*WHAT IS EXPECTED:*
Translate into Spanish this sentence from the forum thread about the Army's Best Medic Competition: "Congratulations to Staff Sergeant Noah Mitchell and Sergeant Derick Bosley of 3rd Battalion, 75th Ranger Regiment, for winning the Army's Best Medic Competition."

*SELECTED EXTRACT:*
◆ ◆ ◆

# Army Rangers Win The Army's Best Medic Competition



## Centermass (Oct 28, 2016)

Congratulations to Staff Sergeant Noah Mitchell and Sergeant Derick Bosley of 3rd Battalion, 75th Ranger Regiment, for winning the Army's Best Medic Competition. Major General Brian Lein, Commanding General U.S. Army Medical Department Center and School and Command Sergeant Major Gerald C. Ecker, Command Sergeant Major, U.S. Army Medical Command presented the Ranger Team with their awards.

Rangers Lead The Way!


----------



## Red Flag 1 (Oct 28, 2016)

!


----------



## CDG (Oct 28, 2016)

Congratulations Rangers!


----------



## Gunz (Oct 28, 2016)

Outstanding!


----------



## Grunt (Oct 28, 2016)

Outstanding job, gentlemen!


----------



## Teufel (Oct 28, 2016)

That's great. Well done!


----------



## Kraut783 (Oct 28, 2016)

Well done Rangers!


----------



## BloodStripe (Oct 28, 2016)

Bravo Zulu.


----------



## AWP (Oct 28, 2016)

5-10 years ago this thread would be filled with a chorus of "ZOMG! Why is their hair like that?!?!?!?!!?" posts.


----------



## Lefty375 (Nov 1, 2016)

Freefalling said:


> 5-10 years ago this thread would be filled with a chorus of "ZOMG! Why is their hair like that?!?!?!?!!?" posts.



Hair looks a little short. Army must be going back to garrison mode. Back in my day...


----------

◆ ◆ ◆

*RECORD EXTRACTS:*

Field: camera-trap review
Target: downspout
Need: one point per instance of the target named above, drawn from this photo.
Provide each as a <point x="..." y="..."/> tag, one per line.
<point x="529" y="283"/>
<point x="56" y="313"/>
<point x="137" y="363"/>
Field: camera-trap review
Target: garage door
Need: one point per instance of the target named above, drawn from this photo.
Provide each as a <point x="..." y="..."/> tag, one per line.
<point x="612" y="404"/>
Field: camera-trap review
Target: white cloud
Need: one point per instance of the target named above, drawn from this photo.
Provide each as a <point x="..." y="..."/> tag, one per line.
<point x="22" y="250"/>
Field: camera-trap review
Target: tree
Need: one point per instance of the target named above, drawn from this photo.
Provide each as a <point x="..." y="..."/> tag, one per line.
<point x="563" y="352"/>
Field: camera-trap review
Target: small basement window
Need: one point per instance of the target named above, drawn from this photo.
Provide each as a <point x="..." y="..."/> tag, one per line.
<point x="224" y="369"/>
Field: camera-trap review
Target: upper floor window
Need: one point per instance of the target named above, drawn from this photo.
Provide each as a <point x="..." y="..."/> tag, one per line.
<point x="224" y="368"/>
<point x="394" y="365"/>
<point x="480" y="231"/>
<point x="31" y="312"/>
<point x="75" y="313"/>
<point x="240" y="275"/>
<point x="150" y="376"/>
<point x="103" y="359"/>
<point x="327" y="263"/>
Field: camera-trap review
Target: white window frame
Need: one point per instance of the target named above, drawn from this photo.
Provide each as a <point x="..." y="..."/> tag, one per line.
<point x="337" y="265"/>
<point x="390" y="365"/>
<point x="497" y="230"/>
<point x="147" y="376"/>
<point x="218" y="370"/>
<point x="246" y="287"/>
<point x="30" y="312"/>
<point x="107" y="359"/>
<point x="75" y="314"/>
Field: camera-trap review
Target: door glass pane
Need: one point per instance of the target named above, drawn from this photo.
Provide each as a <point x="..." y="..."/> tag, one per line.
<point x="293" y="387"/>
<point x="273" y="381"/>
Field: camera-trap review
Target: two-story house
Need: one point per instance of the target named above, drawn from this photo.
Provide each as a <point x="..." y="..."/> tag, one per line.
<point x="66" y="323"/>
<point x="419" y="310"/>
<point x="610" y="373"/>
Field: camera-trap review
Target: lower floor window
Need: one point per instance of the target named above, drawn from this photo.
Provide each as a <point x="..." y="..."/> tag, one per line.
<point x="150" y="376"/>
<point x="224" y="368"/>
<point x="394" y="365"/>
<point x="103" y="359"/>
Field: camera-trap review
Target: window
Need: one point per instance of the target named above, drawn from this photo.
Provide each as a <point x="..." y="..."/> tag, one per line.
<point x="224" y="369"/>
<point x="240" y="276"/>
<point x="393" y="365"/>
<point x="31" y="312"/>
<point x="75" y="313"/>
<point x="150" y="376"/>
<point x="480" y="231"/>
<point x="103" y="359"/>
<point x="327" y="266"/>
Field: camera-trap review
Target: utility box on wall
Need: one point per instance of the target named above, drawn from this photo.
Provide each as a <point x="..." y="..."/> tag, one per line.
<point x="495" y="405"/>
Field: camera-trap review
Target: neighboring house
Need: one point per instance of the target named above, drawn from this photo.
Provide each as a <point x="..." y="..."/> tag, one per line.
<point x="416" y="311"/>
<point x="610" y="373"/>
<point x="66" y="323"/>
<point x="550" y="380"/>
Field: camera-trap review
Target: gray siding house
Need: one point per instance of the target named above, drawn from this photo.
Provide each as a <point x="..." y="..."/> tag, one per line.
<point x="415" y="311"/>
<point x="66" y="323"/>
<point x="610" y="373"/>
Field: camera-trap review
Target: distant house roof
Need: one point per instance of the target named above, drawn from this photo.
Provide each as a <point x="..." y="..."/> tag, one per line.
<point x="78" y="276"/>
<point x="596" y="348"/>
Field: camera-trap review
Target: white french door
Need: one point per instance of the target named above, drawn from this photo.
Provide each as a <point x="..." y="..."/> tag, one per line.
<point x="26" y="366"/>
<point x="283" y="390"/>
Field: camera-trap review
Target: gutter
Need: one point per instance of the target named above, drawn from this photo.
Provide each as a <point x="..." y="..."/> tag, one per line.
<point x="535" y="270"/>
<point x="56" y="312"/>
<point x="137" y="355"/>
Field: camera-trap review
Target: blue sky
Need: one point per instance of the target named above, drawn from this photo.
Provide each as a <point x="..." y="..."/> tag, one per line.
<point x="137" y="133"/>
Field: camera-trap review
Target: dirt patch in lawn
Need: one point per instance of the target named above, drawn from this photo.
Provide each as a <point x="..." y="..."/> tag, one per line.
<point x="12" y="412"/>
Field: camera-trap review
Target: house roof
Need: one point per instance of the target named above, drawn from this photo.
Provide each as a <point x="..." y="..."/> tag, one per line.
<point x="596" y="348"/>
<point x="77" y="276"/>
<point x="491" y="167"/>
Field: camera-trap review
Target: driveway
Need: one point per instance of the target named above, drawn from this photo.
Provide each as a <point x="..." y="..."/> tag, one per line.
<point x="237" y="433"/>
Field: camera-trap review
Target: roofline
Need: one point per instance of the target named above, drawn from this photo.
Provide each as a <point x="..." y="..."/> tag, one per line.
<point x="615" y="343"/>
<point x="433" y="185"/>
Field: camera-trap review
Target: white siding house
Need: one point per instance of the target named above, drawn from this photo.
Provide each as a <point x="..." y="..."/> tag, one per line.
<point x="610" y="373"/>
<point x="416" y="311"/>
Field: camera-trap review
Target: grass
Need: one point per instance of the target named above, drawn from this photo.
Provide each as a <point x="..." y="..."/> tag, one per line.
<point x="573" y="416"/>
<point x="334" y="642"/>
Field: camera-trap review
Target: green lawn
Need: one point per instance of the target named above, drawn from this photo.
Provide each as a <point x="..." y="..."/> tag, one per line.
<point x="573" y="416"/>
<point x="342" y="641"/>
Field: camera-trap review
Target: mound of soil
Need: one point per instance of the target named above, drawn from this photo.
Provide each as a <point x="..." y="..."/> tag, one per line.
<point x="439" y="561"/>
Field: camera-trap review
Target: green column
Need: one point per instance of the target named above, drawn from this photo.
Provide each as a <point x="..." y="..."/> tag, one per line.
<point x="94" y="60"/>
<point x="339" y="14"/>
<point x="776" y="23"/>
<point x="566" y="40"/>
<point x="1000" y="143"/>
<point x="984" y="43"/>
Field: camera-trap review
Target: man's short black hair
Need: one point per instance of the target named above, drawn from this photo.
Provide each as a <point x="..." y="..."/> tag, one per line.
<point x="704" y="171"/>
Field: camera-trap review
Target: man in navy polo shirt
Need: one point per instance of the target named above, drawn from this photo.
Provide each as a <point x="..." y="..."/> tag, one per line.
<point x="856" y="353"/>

◆ ◆ ◆

*TASK ANSWER:*
Felicitaciones al sargento primero Noah Mitchell y al sargento Derick Bosley, del 3.er Batallón del 75.º Regimiento de Rangers, por ganar la Competencia al Mejor Médico del Ejército.